Excerpted passage:
+ + + + + + +

# Where to buy natural looking sand?



## jesse (Aug 11, 2011)

Looking for a light light brown sand.

http://www.google.ca/imgres?um=1&hl...10&start=16&ndsp=20&ved=1t:429,r:6,s:16,i:121

Like that ^^^^^^


----------



## BillD (Jun 5, 2006)

You might be able to find it at a garden centre. If not, most construction or playsands will have a light brown to tan colour, although they are likely to be finer.


----------



## altum (Apr 24, 2012)

*Light brown sand*

*Since you are in Mississauga, you can get sand at Home Depot on Dundas just west of Winston Churchill or go to Rona on Winston Churchill north of the 403. The sand from Home Depot will need a considerable amount of washing. It is very dirty. The Rona sand is much cleaner and will save you lots of time and water.
If you are using it for a Rift Lake tank, beach sand from Lake Ontario is wonderful ... lots of zebra mussel shells to harden or at least stabilize the water. I've used this beach sand for my plants as well because of the high iron content.
Good luck
Jim*


----------



## Fishfur (Mar 4, 2012)

If you want sand I have plenty of it.. I will sell it, forgive the pun, dirt cheap ! I'd probably give it to you.. But I tested it all with acid and it all reacted pretty strongly.. so it likely has a lot of lime in it, which can mess up your water parameters if you are trying to keep your PH down. Don't want you to find that out the hard way. I got it from four different sources but it all tested the same, bubbled up and foamed a lot when I dripped some CLR on it. It's basically horticultural type sand.. various particle sizes, sometimes called sharp sand too.. coarse, in other words. Playsand is much smoother and softer to the touch, with much more uniform grain sizes.


----------



## PerryW (Feb 20, 2012)

Hi, just wanted to comment but pool sand comes in like 40 or 50 lb bags and is clean, cheap (like $6-$8/bag) and also pool sand is round not jagged so it will not scratch fish and if ingested it will be easier on their insides.


----------



## PerryW (Feb 20, 2012)

+ + + + + + +

Provided material:
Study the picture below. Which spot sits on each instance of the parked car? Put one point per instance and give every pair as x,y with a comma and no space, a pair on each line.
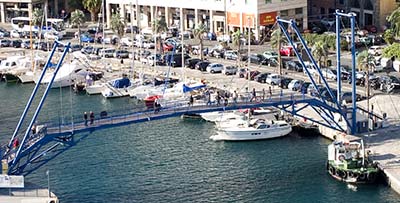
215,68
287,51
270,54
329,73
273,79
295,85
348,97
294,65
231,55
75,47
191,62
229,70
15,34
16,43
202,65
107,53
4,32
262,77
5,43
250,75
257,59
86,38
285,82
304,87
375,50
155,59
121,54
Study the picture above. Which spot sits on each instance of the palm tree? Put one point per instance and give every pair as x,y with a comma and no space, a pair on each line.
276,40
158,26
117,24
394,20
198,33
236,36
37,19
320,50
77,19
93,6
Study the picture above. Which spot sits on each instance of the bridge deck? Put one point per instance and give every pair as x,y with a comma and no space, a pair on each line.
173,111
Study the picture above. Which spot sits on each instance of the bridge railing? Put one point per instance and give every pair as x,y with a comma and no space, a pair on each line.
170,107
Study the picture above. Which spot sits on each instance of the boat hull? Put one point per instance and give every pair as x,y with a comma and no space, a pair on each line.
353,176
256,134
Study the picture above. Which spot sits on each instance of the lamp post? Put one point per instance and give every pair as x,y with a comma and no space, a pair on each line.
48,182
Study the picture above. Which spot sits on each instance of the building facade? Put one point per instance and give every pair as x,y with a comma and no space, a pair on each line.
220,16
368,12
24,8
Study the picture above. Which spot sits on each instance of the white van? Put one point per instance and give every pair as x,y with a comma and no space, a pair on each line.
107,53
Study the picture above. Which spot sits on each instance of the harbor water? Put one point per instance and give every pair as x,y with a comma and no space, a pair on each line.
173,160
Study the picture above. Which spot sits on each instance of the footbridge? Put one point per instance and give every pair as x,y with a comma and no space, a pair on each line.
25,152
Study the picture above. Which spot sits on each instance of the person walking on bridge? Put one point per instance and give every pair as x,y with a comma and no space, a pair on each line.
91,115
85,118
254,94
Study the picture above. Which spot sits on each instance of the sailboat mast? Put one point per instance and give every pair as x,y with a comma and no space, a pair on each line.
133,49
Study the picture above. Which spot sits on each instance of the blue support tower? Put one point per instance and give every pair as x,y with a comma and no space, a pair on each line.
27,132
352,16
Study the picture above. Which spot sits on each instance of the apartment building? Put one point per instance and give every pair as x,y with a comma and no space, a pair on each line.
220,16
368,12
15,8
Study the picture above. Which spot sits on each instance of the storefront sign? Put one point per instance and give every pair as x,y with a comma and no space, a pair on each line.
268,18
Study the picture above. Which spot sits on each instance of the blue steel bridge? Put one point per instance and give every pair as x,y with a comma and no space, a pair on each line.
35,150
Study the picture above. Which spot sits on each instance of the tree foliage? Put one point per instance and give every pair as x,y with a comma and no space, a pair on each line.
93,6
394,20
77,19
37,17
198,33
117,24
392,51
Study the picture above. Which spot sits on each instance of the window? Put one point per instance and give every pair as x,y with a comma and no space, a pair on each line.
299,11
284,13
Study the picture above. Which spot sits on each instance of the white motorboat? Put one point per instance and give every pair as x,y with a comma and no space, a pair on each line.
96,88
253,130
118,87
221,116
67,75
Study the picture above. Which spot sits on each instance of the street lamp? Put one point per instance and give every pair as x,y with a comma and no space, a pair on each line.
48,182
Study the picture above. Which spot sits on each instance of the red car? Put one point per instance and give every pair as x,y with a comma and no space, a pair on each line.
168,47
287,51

+ + + + + + +

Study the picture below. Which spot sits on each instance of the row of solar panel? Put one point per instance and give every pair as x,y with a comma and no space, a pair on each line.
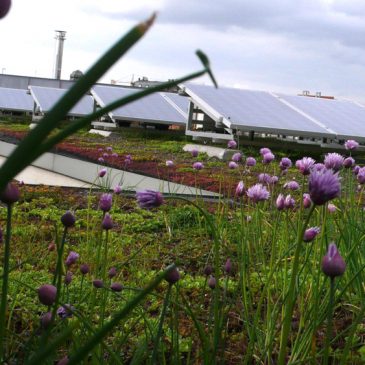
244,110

+ + + + + + +

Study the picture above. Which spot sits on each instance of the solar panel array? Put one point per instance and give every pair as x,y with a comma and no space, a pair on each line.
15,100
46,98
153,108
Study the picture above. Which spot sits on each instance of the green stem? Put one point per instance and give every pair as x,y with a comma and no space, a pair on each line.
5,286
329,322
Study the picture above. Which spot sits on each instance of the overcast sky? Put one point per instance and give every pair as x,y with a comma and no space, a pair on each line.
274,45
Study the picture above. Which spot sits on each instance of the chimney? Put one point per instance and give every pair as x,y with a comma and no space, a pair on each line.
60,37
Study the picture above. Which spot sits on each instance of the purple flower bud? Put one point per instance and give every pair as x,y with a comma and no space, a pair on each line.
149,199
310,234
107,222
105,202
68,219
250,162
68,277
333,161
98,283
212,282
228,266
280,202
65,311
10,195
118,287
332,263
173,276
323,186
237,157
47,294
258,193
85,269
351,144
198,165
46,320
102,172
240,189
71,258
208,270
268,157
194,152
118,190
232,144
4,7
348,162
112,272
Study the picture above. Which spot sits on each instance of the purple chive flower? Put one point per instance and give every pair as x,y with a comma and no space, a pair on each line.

+ + + + + + +

Tasks to carry out:
1) From the forum thread about buying sand above, set down the passage starting at "You might be" and ending at "(Apr 24, 2012)", word for word.
2) Please answer these questions using the forum thread about buying sand, not the data:
(a) Besides construction sand or playsand, where does BillD suggest light brown sand might be found?
(b) Of the two stores altum names, which one sells the cleaner sand?
(c) What size bags does PerryW say pool sand comes in?
3) Write the next part of the forum thread about buying sand, picking up right after its last line.

Outputs for the tasks:
1)
You might be able to find it at a garden centre. If not, most construction or playsands will have a light brown to tan colour, although they are likely to be finer.


----------



## altum (Apr 24, 2012)

2)
(a) A garden centre.
(b) Rona.
(c) 40 or 50 lb bags.

3)
oh also, obviously you can find pool sand at any pool store (google) but also it is a bit heavier so if stired up it sinks right away. only down side is that it is white i have had a tank running with it for 3 years though and it doesnt look dirty at all. GL


----------



## BillD (Jun 5, 2006)

PerryW said:


> Hi, just wanted to comment but pool sand comes in like 40 or 50 lb bags and is clean, cheap (like $6-$8/bag) and also pool sand is round not jagged so it will not scratch fish and if ingested it will be easier on their insides.


PFS, is in fact sharp. By definition, to meet specs for filtration, it needs to be #20 grit sharp sand.
I think you will find that most sands of the natural type will have a fair bit of iron. Inserting a magnetic screwdriver is a way to test, if you don't have a regular magnet. I recently did this with some brick sand, which is very fine, I am using in a cory tank, and iron filings attached themselves to the screwdriver.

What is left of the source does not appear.